> **Exercise instructions**
Print out every record exactly as it appears.

[Point-per-instance localization data]
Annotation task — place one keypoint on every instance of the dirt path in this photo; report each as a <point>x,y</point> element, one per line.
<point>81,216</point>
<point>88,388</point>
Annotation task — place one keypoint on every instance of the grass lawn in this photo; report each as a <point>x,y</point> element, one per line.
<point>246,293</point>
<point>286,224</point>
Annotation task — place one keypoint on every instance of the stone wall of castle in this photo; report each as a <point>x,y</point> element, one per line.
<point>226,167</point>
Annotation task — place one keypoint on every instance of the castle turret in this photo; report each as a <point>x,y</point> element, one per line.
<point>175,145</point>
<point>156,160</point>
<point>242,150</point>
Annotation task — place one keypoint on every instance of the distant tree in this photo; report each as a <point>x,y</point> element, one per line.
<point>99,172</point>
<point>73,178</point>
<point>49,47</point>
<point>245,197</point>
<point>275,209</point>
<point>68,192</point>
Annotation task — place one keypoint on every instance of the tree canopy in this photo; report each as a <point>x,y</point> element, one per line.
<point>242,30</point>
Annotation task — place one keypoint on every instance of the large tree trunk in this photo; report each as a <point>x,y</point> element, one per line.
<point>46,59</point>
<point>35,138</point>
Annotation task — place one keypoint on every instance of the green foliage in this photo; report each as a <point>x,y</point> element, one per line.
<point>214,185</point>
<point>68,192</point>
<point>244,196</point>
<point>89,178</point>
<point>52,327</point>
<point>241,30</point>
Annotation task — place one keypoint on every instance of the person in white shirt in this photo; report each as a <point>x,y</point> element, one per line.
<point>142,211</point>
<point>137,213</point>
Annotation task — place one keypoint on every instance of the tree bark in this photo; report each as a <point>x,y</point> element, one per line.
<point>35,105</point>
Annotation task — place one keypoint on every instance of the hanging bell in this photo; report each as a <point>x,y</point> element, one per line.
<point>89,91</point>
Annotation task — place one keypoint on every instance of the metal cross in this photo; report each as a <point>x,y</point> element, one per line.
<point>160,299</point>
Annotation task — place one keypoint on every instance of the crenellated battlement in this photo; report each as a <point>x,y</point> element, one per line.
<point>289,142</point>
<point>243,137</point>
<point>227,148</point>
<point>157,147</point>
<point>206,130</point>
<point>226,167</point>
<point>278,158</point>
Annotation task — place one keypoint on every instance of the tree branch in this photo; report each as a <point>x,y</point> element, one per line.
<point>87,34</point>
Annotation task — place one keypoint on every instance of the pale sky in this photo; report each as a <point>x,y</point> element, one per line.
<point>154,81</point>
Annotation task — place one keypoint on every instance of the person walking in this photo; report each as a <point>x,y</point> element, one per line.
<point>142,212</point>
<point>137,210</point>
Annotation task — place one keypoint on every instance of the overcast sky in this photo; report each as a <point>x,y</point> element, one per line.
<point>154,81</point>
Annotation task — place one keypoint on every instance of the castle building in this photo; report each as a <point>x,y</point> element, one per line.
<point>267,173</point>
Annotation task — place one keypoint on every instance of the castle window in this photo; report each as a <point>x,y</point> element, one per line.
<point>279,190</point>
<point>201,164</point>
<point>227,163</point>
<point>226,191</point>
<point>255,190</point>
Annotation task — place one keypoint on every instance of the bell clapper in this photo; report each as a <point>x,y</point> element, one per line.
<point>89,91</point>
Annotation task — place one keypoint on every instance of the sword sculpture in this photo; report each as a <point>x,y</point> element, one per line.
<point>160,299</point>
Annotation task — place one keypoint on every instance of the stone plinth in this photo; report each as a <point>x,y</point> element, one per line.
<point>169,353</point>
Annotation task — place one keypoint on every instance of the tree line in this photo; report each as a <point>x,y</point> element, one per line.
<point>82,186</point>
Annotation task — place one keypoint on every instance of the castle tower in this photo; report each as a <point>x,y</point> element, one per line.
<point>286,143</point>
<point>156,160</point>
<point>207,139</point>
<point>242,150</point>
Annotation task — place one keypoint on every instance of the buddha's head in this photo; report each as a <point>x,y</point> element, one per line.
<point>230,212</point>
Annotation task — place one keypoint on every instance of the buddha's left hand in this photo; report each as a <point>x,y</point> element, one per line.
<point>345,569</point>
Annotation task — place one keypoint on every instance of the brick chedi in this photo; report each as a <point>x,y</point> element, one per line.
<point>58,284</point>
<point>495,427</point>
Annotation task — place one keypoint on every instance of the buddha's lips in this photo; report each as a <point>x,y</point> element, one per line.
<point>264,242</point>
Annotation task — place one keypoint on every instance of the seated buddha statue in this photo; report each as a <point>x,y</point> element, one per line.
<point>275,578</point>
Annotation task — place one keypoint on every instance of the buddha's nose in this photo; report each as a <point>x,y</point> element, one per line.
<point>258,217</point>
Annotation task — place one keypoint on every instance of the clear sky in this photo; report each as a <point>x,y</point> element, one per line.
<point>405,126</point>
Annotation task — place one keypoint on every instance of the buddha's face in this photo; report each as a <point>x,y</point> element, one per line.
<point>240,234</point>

> **Task solution**
Annotation task — place one keypoint on every instance of the dirt path in this photo; report each as a <point>x,y</point> element, one per line.
<point>81,216</point>
<point>88,388</point>
Annotation task — place one keypoint on every instance of the grass lawn in this photo; report each as a <point>x,y</point> element, one per line.
<point>246,293</point>
<point>286,224</point>
Annotation task — place one keypoint on every instance of the stone wall of castle in this photo; report each as a <point>x,y</point> element, one per line.
<point>226,167</point>
Annotation task — place one keypoint on every instance of the castle turret in this photo; report each as a <point>x,y</point> element, one per line.
<point>175,145</point>
<point>156,160</point>
<point>242,150</point>
Annotation task — place one keypoint on every instance of the distant tree in this photo; report each as a <point>x,y</point> element, one per line.
<point>99,172</point>
<point>73,178</point>
<point>49,47</point>
<point>245,197</point>
<point>275,209</point>
<point>68,192</point>
Annotation task — place one keypoint on every instance of the tree canopy in this photo; report each as a <point>x,y</point> element, one per line.
<point>242,30</point>
Annotation task — place one keypoint on every instance of the large tree trunk in this photo; report each as a <point>x,y</point> element, one per line.
<point>46,59</point>
<point>35,138</point>
Annotation task — place one keypoint on every instance of the green foliage in this photo; report each as a <point>x,y</point> element, one per line.
<point>214,185</point>
<point>68,192</point>
<point>244,196</point>
<point>89,178</point>
<point>52,327</point>
<point>241,30</point>
Annotation task — place one keypoint on every instance of the person in white shirt in this photo; report each as a <point>x,y</point> element, one per line.
<point>142,211</point>
<point>137,213</point>
Annotation task — place one keypoint on every instance of the tree bark in this photo; report each as a <point>x,y</point> element, one per line.
<point>35,105</point>
Annotation task — place one keypoint on every instance of the hanging bell in this photo; report each as a <point>x,y</point> element, one per line.
<point>89,91</point>
Annotation task — place one keypoint on every instance of the metal cross in this photo; report each as a <point>x,y</point> element, one per line.
<point>160,299</point>
Annotation task — place one keypoint on every instance of the crenellated battlement in this photo; report each as a <point>x,y</point> element, one per line.
<point>289,142</point>
<point>243,137</point>
<point>227,148</point>
<point>157,147</point>
<point>206,130</point>
<point>226,167</point>
<point>278,158</point>
Annotation task — place one keypoint on every instance of the tree branch in this photo; report each as a <point>x,y</point> element, one per line.
<point>87,34</point>
Annotation task — place one keypoint on every instance of the pale sky in this photo; report each as a <point>x,y</point> element, one per line.
<point>154,81</point>
Annotation task — place one keypoint on every instance of the person walking in this photo; report each as a <point>x,y</point> element, one per line.
<point>142,212</point>
<point>137,210</point>
Annotation task — place one keypoint on every instance of the overcast sky in this photo; report each as a <point>x,y</point> element, one per line.
<point>154,81</point>
Annotation task — place one keypoint on every instance of the castle building in this photo; report each as a <point>x,y</point> element, one per line.
<point>267,173</point>
Annotation task — place one keypoint on every instance of the castle window in this photo; report each as a <point>x,y</point> element, one per line.
<point>279,190</point>
<point>201,164</point>
<point>227,163</point>
<point>226,191</point>
<point>255,190</point>
Annotation task — place one keypoint on every instance of the bell clapper in this photo; report each as a <point>x,y</point> element, one per line.
<point>89,91</point>
Annotation task — place one keypoint on every instance of the sword sculpture in this photo; report each as a <point>x,y</point> element, one per line.
<point>160,299</point>
Annotation task — place one keypoint on every instance of the stone plinth in this photo; report each as a <point>x,y</point> element, one per line.
<point>169,353</point>
Annotation task — place one keypoint on every instance of the tree line in this photo; report each as a <point>x,y</point> element, one per line.
<point>82,186</point>
Annotation task — place one keypoint on every instance of the castle tower in this photo; report each as a <point>x,y</point> element, one per line.
<point>286,143</point>
<point>156,160</point>
<point>207,139</point>
<point>242,150</point>
Annotation task — place one keypoint on every instance of the buddha's head in this photo; report each as a <point>x,y</point> element, one per line.
<point>230,212</point>
Annotation task — place one keypoint on every instance of the buddha's left hand in this photo; report each as a <point>x,y</point> element, one per line.
<point>345,569</point>
Annotation task — place one keypoint on every instance of the brick chedi in this photo; report each as a <point>x,y</point> element, one per line.
<point>58,284</point>
<point>495,427</point>
Annotation task — place one keypoint on every instance of the buddha's lips in this photo; report each as a <point>x,y</point> element, one per line.
<point>264,242</point>
Annotation task — place one keypoint on every instance of the seated buddha statue in this photo; report each as a <point>x,y</point> element, one per line.
<point>275,578</point>
Annotation task — place one keypoint on every instance of the buddha's nose in this photo; report each as a <point>x,y</point> element, one per line.
<point>258,217</point>
Annotation task — place one keypoint on every instance of the clear sky in this photo; report each as a <point>x,y</point> element, one per line.
<point>405,126</point>
Annotation task — place one keypoint on every instance of the buddha's face in this photo; report each as a <point>x,y</point> element, one per line.
<point>240,234</point>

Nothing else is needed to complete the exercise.